▶ YOUR INSTRUCTIONS: Rewrite all of the data below line for line, multiplying every bounding box coordinate by 0.5 and rounding the result to a whole number, with halves rounded up. Leave all other text unchanged.
>>>
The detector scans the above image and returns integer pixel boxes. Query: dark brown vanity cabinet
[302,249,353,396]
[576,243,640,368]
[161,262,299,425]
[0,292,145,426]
<<<
▶ THE RESULT:
The detector scans the above image and returns integer pixel boxes. Query: dark brown vanity cabinet
[151,125,177,198]
[288,122,320,184]
[81,131,150,213]
[0,146,73,213]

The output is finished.